■ SELECTED EXCERPT ■
- Opening Delimiter -
Inflammation describes a complex series of biological processes which the body initiates in response to certain stimuli that are usually, but not always, harmful to the organism. Examples of these stimuli are invading pathogens, damaged or dying cells, chemical irritants, and exposure to extreme temperatures. Inflammation is a major component of innate immunity and provides a non-specific response (as opposed to adaptive immunity). Although acute inflammation is necessary to rid the body of harmful pathogens, chronic inflammation can be destructive to healthy tissue and can both be caused by, and lead to, various diseases.

Inflammation can broadly be separated into three sequential phases.
- Closing Delimiter -
■ DIRECTIONS FOR THIS TASK ■
Answer these from the passage on inflammation:
1. Which four examples of stimuli does it list?
2. Inflammation is a major component of which kind of immunity?
3. Into how many sequential phases can inflammation broadly be separated?

■ GIVEN DATA ■
- Opening Delimiter -
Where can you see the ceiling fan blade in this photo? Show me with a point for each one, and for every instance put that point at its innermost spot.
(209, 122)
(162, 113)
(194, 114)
- Closing Delimiter -
■ EXERCISE ANSWER ■
1. Invading pathogens, damaged or dying cells, chemical irritants, and exposure to extreme temperatures.
2. Innate immunity.
3. Three.